- EXERCISE PROMPT
Copy every one of the records below word for word, leaving the pictures out of your answer.

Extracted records
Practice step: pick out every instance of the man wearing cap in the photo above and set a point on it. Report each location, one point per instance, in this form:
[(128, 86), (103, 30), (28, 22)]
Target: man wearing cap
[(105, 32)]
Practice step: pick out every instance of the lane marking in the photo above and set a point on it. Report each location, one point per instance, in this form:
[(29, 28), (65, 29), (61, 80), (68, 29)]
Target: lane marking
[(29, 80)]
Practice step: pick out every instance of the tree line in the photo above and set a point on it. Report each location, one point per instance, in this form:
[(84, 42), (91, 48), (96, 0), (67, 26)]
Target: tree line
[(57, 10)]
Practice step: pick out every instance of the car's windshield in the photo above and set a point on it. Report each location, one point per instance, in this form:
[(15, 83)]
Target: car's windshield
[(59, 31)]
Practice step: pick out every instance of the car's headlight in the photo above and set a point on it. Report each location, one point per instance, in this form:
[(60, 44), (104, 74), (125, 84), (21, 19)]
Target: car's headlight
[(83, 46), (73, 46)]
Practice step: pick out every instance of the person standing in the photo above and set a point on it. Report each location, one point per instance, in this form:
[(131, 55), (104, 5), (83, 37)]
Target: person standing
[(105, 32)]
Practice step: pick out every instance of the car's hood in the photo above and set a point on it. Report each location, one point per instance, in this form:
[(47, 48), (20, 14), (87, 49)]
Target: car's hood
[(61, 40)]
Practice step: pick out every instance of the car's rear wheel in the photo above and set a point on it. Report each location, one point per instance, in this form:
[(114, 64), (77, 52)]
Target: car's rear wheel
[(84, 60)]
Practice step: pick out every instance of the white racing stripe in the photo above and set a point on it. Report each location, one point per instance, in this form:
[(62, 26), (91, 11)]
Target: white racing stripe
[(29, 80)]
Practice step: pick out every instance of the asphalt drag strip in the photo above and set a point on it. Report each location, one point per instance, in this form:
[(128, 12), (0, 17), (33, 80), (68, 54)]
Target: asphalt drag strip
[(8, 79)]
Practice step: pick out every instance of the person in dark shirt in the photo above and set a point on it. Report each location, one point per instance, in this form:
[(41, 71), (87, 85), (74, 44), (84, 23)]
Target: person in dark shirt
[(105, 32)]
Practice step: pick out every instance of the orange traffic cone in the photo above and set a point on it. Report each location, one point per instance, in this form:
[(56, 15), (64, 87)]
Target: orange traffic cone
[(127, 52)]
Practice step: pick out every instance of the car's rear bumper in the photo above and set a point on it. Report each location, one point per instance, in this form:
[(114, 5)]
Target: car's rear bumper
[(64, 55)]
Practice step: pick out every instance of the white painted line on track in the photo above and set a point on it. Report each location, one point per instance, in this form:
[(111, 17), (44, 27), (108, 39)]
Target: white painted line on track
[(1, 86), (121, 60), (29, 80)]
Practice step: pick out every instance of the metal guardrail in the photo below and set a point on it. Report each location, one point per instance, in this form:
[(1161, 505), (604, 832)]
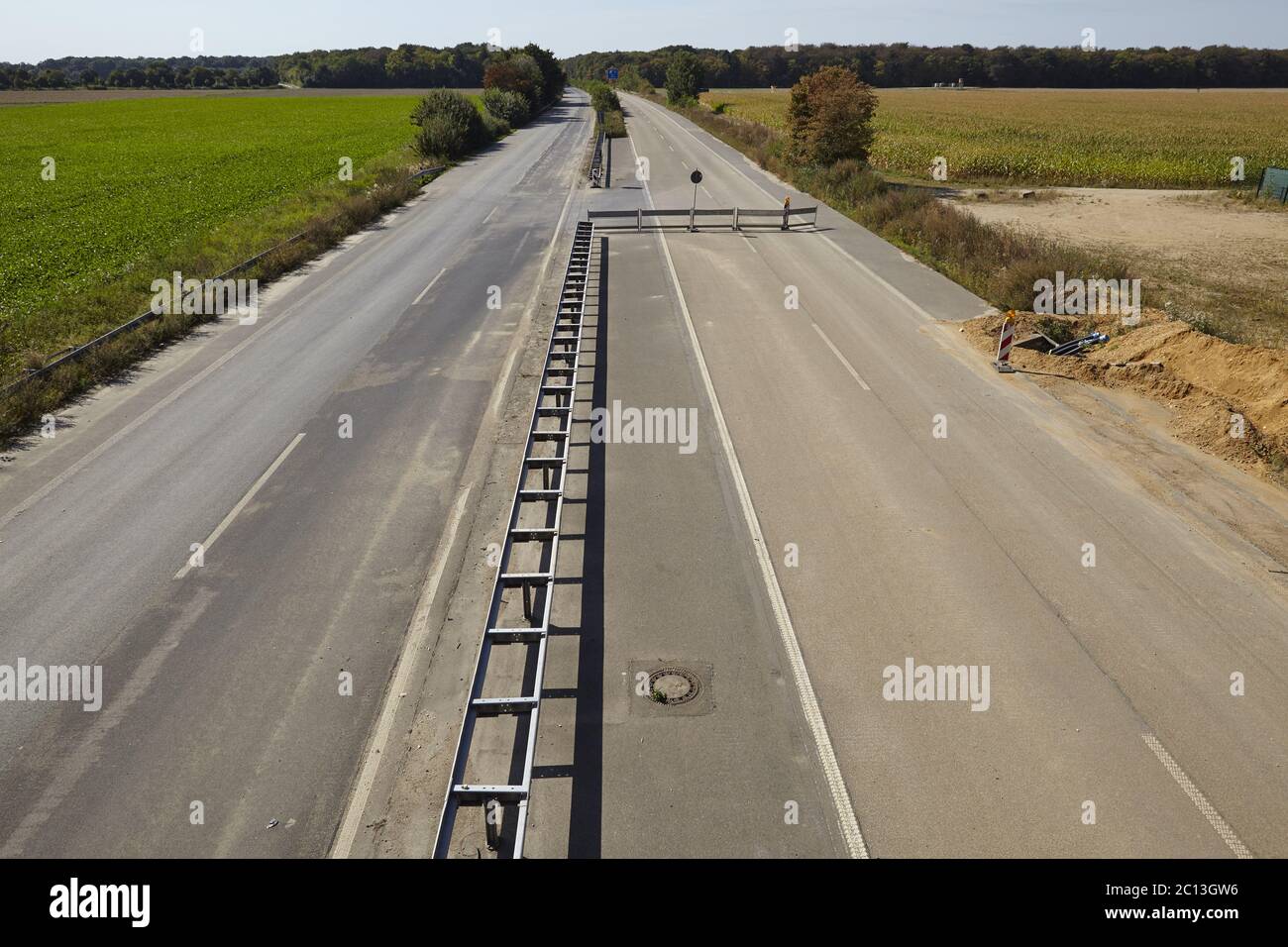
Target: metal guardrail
[(550, 428), (690, 215), (78, 352)]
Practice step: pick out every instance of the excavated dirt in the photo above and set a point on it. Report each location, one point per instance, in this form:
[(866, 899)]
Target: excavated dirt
[(1201, 380)]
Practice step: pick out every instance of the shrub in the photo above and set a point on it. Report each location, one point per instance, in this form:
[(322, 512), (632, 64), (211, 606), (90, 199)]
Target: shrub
[(518, 72), (450, 125), (683, 78), (496, 127), (831, 118), (507, 106), (603, 98)]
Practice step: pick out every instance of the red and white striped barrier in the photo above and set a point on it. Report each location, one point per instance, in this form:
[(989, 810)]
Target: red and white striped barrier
[(1004, 344)]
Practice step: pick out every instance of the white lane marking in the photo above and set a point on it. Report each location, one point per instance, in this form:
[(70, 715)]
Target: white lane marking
[(890, 287), (844, 360), (416, 635), (850, 831), (141, 420), (1199, 800), (241, 504), (419, 628), (416, 300)]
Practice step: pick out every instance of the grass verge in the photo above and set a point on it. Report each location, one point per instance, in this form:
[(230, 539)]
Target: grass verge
[(323, 215)]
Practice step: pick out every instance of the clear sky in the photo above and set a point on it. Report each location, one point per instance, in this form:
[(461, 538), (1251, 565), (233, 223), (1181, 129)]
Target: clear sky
[(34, 31)]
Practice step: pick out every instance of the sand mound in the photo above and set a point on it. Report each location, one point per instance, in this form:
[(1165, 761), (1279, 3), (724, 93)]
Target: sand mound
[(1202, 379)]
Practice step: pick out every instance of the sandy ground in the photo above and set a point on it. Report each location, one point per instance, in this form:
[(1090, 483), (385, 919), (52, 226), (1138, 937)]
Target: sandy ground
[(1203, 231), (1198, 380)]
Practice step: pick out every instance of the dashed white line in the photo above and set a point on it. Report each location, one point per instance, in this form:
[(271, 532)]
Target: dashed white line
[(416, 302), (416, 635), (241, 504), (849, 823), (1199, 800), (844, 360)]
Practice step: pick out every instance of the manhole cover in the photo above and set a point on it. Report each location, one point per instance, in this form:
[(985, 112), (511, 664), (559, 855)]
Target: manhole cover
[(673, 685)]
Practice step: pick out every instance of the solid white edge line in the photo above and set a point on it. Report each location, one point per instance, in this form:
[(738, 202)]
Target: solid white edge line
[(849, 823), (241, 504), (416, 300), (357, 804), (417, 631), (881, 281), (1197, 796), (844, 360)]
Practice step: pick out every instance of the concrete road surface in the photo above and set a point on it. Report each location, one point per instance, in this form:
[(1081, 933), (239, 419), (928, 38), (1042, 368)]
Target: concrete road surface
[(318, 457), (921, 510)]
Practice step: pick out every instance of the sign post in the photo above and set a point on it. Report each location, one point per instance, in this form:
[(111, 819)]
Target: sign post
[(697, 179), (1004, 344)]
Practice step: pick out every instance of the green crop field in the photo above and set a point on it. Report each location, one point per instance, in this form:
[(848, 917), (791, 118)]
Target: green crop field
[(134, 179), (1112, 138)]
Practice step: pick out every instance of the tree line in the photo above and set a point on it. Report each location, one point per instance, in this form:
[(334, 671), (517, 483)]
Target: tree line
[(407, 65), (903, 64)]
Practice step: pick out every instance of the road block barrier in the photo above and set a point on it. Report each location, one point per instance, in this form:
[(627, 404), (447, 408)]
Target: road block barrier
[(1004, 344)]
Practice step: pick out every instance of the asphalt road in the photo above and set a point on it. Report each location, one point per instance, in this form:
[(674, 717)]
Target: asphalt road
[(940, 514), (224, 684)]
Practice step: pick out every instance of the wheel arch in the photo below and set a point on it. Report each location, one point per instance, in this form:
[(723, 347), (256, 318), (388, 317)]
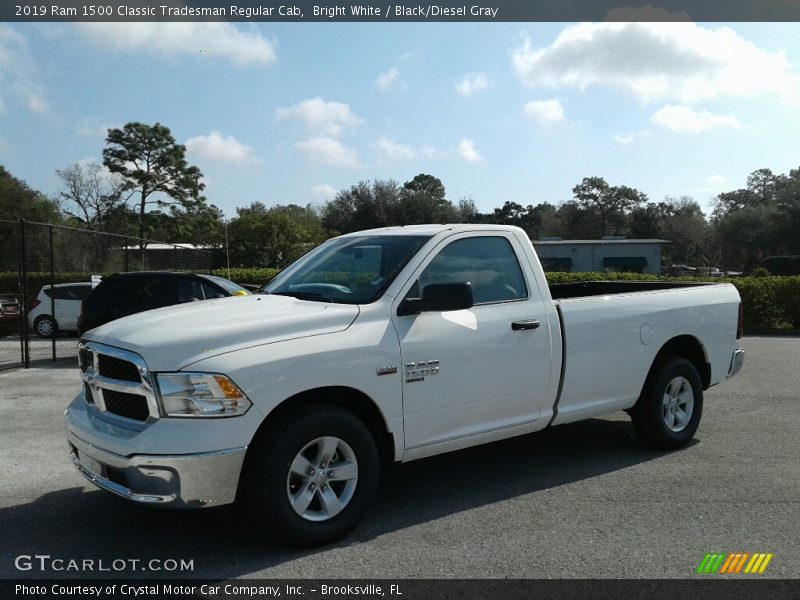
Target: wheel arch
[(688, 347), (348, 398)]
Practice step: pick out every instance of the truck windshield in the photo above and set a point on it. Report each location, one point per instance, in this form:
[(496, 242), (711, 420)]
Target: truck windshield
[(349, 270)]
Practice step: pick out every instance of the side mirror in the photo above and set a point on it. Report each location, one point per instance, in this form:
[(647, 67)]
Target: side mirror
[(438, 297)]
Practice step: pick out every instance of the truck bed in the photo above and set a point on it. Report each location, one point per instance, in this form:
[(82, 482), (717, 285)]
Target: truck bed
[(582, 289)]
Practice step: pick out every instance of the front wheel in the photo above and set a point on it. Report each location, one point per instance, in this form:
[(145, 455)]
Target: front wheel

- EXERCISE OUTPUT
Practice step: pick out every instance of the man wearing cap in the photo above and set a point on it. Report each location, one point per instance, in this form:
[(128, 86), (103, 30), (28, 22)]
Target: man wearing cap
[(105, 32)]
Practice step: pick out every instance of the lane marking in the photo above and set a point on it. Report each location, one point per instance, in this form:
[(29, 28), (65, 29), (61, 80), (68, 29)]
Target: lane marking
[(29, 80)]
Practice step: pick out every instance of the tree line in the photo above and set a point on it. Report each location, one point per instance, in this form:
[(84, 42), (91, 48), (96, 0), (67, 26)]
Target: tree line
[(57, 10)]
Practice step: pick out every instance of the car's windshield in the photo above and set a point on it. Report each location, one point per instance, in this form:
[(15, 83)]
Target: car's windshield
[(59, 31)]
Practice step: pick out every instance of the car's headlight in the photo above and set a point on it. Report each location, one point per instance, in this form:
[(60, 44), (104, 74), (125, 84), (21, 19)]
Target: car's headlight
[(83, 46), (73, 46)]
Practice step: pick out every instance of the person standing in the photo above and set a point on it. Report each location, one point per instance, in this form:
[(131, 55), (104, 5), (83, 37)]
Target: person standing
[(105, 32)]
Practice step: pick out every instance of the car's hood in the photo above and set a point on it. Report each location, one point per instance, in this form:
[(47, 48), (20, 14), (87, 49)]
Target: car's hood
[(61, 40)]
Practice step: pick out every instance of the car's rear wheel in the photo above and set a point on it. Report each location, one point per instance, in this form:
[(114, 64), (77, 52)]
Target: car's rear wheel
[(84, 60)]
Practice step: pick out every instance of the white racing stripe in the photo above and set a point on it. Report each location, one point per instance, in this form:
[(62, 26), (91, 11)]
Target: white racing stripe
[(29, 80)]
Practice step: pick out every instance of the asphalt drag strip in the photo above and set a point on it. Report each location, one point per instance, in this form:
[(128, 12), (0, 17), (33, 80), (68, 54)]
Target: asphalt drag strip
[(8, 79)]
Practice step: pick out every instance of the person in dark shirt in the photo above and set a point on it. Report each location, one point per instance, in this form:
[(41, 71), (87, 85), (74, 44), (84, 23)]
Target: person in dark shirt
[(105, 32)]
Practice step: pick out every instance of the orange traffic cone in the photo above and set a point on it. Report each location, one point per instance, in this form:
[(56, 15), (64, 87)]
Target: orange traffic cone
[(127, 52)]
Practice step: pick out every instance of the car's rear bumper in the photo above and set a point on it. Report each location, one point per instance, in this form:
[(114, 5)]
Target: car's rear bumper
[(64, 55)]
Practice step: pick out every instance of the white painted line on track in the photo above and set a point on it. Report each location, one point per instance, in this form:
[(111, 17), (44, 27), (108, 39)]
Target: white painted line on track
[(1, 86), (121, 60), (29, 80)]
Practice step: pick out every instance of the metal guardrail in the photo below and set a point on it. Report each location, one point per instance, in this form:
[(1161, 505), (604, 832)]
Target: metal guardrail
[(550, 428), (690, 215), (78, 352)]
Practice step: pick out every instance of the excavated dirt in the photo above and set a point on it. Report each location, one point per instance, in this form:
[(866, 899)]
Target: excavated dirt
[(1201, 380)]
Practice step: pick out every instance of the shrub in the photo above and set a point on it. Report each location, one point per instance, in this form:
[(322, 512), (632, 64), (211, 606), (90, 199)]
Target: shrub
[(518, 72), (450, 125), (683, 78), (496, 127), (831, 118), (507, 106), (603, 98)]
Practice step: pick out every instance of the red and white striped barrier in the photo above and set a point on it. Report each location, one point per instance, in this form:
[(989, 810)]
Target: red and white striped barrier
[(1004, 344)]
Practice step: pick out every instance of the white lane marking in the photo above and set a point on it. Report each location, one point per instance, in this form:
[(70, 715)]
Target: white lane marking
[(890, 287), (844, 360), (416, 635), (850, 831), (141, 420), (1199, 800), (241, 504), (419, 628), (416, 300)]
Practice step: pick out every instance of the grass verge in the photo above and set a point on it. Report each location, one point per instance, in this form:
[(230, 539)]
Target: grass verge
[(323, 215)]
Practice step: pick out every instance of the clear sky in the photo above and set a point on it. Report each location, one point per instance, in this form:
[(461, 538), (1251, 565), (233, 223), (1181, 129)]
Target: clear sky
[(34, 31)]
Practice step: pick out every instance of the sand mound in the photo above and set a point on it. Report each location, one point per instance, in this form:
[(1165, 761), (1279, 3), (724, 93)]
Target: sand mound
[(1202, 379)]
Practice step: pick out every instance of the sandy ground in the photo above and set a point on it. Report each location, one point per instance, in this form:
[(1090, 483), (385, 919), (52, 226), (1138, 937)]
Target: sandy ground
[(1203, 231), (1198, 380)]
Practice step: pick out every instance of the dashed white line in the photo above and set a point on it. Report each location, one point per instance, in this form:
[(271, 532)]
Target: dashed white line
[(416, 302), (416, 635), (241, 504), (849, 823), (1199, 800), (844, 360)]
Practice step: pick out every instance of the manhole cover in the photo above and set a point on it. Report each location, one point per instance, in this form:
[(985, 112), (511, 664), (559, 855)]
Target: manhole cover
[(673, 685)]
Practice step: pick out every instance of the solid white edge line in the photo above and set a point on it. Report each location, one point per instance, in this form:
[(738, 202)]
Target: solid white edge line
[(849, 823), (241, 504), (416, 300), (357, 804), (417, 631), (881, 281), (1197, 796), (844, 360)]
Practice step: pick out every instance of the concrete road surface in the photo above and set a point on it. Report each location, one point per instance, in this form:
[(1081, 933), (239, 419), (928, 38), (1042, 368)]
Target: concrete road surface
[(318, 457), (921, 510)]
Practice step: pick out every instance of the sign post in the photo above and set a point on it. Report each location, one point per instance, in this form:
[(111, 819)]
Target: sign post
[(697, 179), (1004, 344)]
Practice step: pick out every instance of the green crop field in the photo above and set a point on it. Report each location, one point per instance, in this form:
[(848, 917), (791, 118)]
Target: green crop field
[(134, 179), (1112, 138)]
Practice step: pick out every instance of the tree line in the photo above and set a point on it. Report each location, one point per instance, in this form:
[(334, 671), (517, 483)]
Target: tree line
[(407, 65), (903, 64)]
Practice step: pick out every instance of the road block barrier in the photo above and set a point on it. Report each location, one point per instance, in this form:
[(627, 404), (447, 408)]
Target: road block barrier
[(1004, 344)]
Practice step: pick out every instance of the asphalt road in the photo above and set a point on it. Report each location, one point per instance, in this form:
[(674, 717)]
Target: asphalt road
[(940, 514), (224, 684)]
Practice step: pick out every instance of the wheel arch in the photo below and set a point on it. Report each location, one point per instance, in this form:
[(723, 347), (256, 318), (388, 317)]
Target: wheel arch
[(688, 347), (348, 398)]
Practice step: pick out every instance of the truck windshield in the photo above and set a point on it. Report each location, one point per instance, in this form:
[(496, 242), (711, 420)]
Target: truck windshield
[(349, 270)]
Practice step: pick out every instance of the side mirror in the photo above and set a point on it. Report each location, one point per instance, in this form:
[(647, 67)]
Target: side mirror
[(438, 297)]
Practice step: pick out every instance of the truck bed in the photo above and set a point on it. Report each location, one point per instance, in this form:
[(82, 482), (717, 285)]
Target: truck bed
[(582, 289)]
Practice step: pick out every instance of the front wheel in the photo above and set a point on it. Report each location, one point per instance, in this form:
[(145, 455)]
Target: front wheel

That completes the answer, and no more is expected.